De hecho, aquel año adelantaron al punk por la derecha. El de Detroit soltó a la bestia parda que siempre ha llevado dentro y sus berridos hicieron feliz maridaje con la música experimental y atmosférica que Bowie venía probando por las mismas fechas en discos como Low o Heroes. Dos toxicómanos limpiándose en el frío Berlín y facturando en un solo año cuatro clásicos del mejor rock de los setenta.
Cuando seis años antes Bowie había aterrizado por primera vez en Estados Unidos, quedó enseguida prendado de algunas cosas. De Warhol y Nueva York, desde luego. De Dylan y de la Velvet Underground sin duda. Pero también de Iggy, de esa fuerza de la naturaleza capaz de enfundarse un pantalón vaquero para cinturas anoréxicas y navegar entre el público de sus conciertos con una energía, descaro y seguridad fuera de lo común, bien aprendidas de Jim Morrison. Pronto la adicción a la heroína le inhabilitó definitivamente para volver a subirse a la escena, y en esas estábamos cuando llega la propuesta de Bowie y el principio de la rehabilitación con la salida de The Idiot.

▶ _APLIQUE LO LEÍDO_
**a)** Cite textualmente el pasaje del texto sobre Bowie e Iggy que comienza en las palabras "Cuando seis años" y concluye tras las palabras "de The Idiot.".
**b)** Enumere todos los títulos de discos que se mencionan en el texto sobre Bowie e Iggy.
**c)** Prosiga el texto sobre Bowie e Iggy a partir del punto en que termina.

▶ _LOS DATOS_

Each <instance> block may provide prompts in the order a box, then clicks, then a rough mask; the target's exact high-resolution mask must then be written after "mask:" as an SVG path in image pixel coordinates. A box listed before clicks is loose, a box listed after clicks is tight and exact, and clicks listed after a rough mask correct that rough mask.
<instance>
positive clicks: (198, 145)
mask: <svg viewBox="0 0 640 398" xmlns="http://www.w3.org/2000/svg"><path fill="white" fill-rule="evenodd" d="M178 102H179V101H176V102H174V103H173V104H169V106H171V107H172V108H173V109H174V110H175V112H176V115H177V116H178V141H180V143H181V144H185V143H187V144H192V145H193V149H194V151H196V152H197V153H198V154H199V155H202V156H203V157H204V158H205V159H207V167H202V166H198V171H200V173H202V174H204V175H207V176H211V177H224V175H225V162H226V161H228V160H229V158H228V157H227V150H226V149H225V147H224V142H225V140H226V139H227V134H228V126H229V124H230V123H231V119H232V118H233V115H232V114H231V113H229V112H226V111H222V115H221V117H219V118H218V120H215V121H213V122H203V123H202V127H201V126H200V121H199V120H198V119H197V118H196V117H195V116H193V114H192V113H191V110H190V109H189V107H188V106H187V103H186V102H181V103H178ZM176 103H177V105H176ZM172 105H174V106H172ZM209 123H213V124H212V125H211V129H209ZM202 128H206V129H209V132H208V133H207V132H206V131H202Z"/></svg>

▶ _RESPUESTAS_
**a)**
Cuando seis años antes Bowie había aterrizado por primera vez en Estados Unidos, quedó enseguida prendado de algunas cosas. De Warhol y Nueva York, desde luego. De Dylan y de la Velvet Underground sin duda. Pero también de Iggy, de esa fuerza de la naturaleza capaz de enfundarse un pantalón vaquero para cinturas anoréxicas y navegar entre el público de sus conciertos con una energía, descaro y seguridad fuera de lo común, bien aprendidas de Jim Morrison. Pronto la adicción a la heroína le inhabilitó definitivamente para volver a subirse a la escena, y en esas estábamos cuando llega la propuesta de Bowie y el principio de la rehabilitación con la salida de The Idiot.

**b)** Low, Heroes, The Idiot

**c)**
En este primer trabajo conjunto, la huella de Bowie, que compuso todas las músicas, tocó el piano y el saxo, aportó en las letras e hizo coros, es más patente que en el siguiente, Lust for Life, más accesible y radiable y que incluye dos hits del repertorio de Iggy: el tema que da tituló al elepé y The Passenger. En The Idiot, en cambio, apareció por primera vez China girl, un tema que Bowie volvió a grabar seis años después con la guitarra de Stevie Ray Vaughan. Esta semana se cumplen tres años de su muerte y seguimos echándole de menos. Seguro que Iggy también.